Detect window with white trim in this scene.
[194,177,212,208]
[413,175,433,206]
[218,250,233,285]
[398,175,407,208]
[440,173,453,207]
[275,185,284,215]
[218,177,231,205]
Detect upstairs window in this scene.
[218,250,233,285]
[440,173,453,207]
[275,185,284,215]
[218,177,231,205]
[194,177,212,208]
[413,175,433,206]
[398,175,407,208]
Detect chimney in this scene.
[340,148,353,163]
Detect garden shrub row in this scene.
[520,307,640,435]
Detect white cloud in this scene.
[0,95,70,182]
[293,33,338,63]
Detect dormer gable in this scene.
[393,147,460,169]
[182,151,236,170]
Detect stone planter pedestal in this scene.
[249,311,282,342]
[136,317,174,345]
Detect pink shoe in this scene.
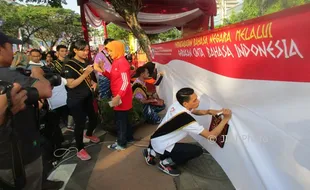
[84,135,100,143]
[76,149,91,161]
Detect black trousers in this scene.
[67,95,97,150]
[114,110,133,146]
[43,106,68,149]
[160,143,203,165]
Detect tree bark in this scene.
[110,0,152,61]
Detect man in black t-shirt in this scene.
[0,32,52,190]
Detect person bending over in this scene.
[143,88,231,176]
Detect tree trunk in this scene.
[110,0,152,61]
[126,12,152,61]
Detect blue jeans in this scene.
[114,110,133,147]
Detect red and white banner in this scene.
[152,4,310,190]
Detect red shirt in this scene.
[103,56,132,111]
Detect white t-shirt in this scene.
[47,78,67,110]
[151,102,204,154]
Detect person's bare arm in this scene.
[94,63,104,73]
[31,67,52,99]
[192,109,223,115]
[199,109,231,140]
[67,65,94,88]
[0,83,27,125]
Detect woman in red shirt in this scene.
[100,41,133,150]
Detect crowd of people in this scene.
[0,33,231,190]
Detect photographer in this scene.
[0,32,52,190]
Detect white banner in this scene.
[157,60,310,190]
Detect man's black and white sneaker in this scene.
[142,148,156,166]
[158,161,181,177]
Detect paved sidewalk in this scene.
[54,125,235,190]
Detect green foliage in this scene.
[19,0,65,7]
[224,0,310,25]
[0,0,83,48]
[148,28,182,43]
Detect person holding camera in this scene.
[0,32,52,190]
[143,88,231,176]
[63,40,100,160]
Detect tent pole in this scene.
[102,20,108,39]
[80,0,91,60]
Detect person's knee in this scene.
[194,146,203,157]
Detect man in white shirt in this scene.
[143,88,231,176]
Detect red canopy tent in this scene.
[79,0,216,40]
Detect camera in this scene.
[16,66,61,86]
[0,80,39,105]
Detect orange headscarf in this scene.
[105,40,125,59]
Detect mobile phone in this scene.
[83,65,94,71]
[216,111,223,117]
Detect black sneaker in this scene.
[42,180,65,190]
[158,161,181,177]
[142,148,156,166]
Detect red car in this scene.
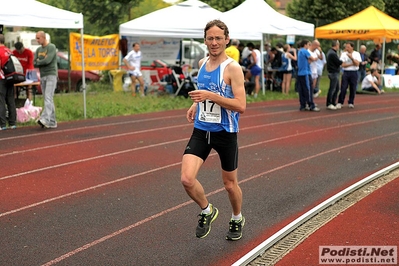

§ **Problem details**:
Copy the entries word for word, starting with the first line and ending after the line that contains "[520,307,640,435]", including that line.

§ **Correct response**:
Detect window with white trim in this scene.
[194,177,212,208]
[413,175,433,206]
[218,250,233,285]
[398,175,407,208]
[440,173,453,207]
[275,185,284,215]
[218,177,231,205]
Detect upstairs window in this scene.
[218,250,233,285]
[440,173,453,207]
[275,185,284,215]
[218,177,231,205]
[194,177,212,208]
[413,175,433,206]
[398,175,407,208]
Detect chimney in this scene.
[340,148,353,163]
Detect garden shrub row in this scene.
[520,307,640,435]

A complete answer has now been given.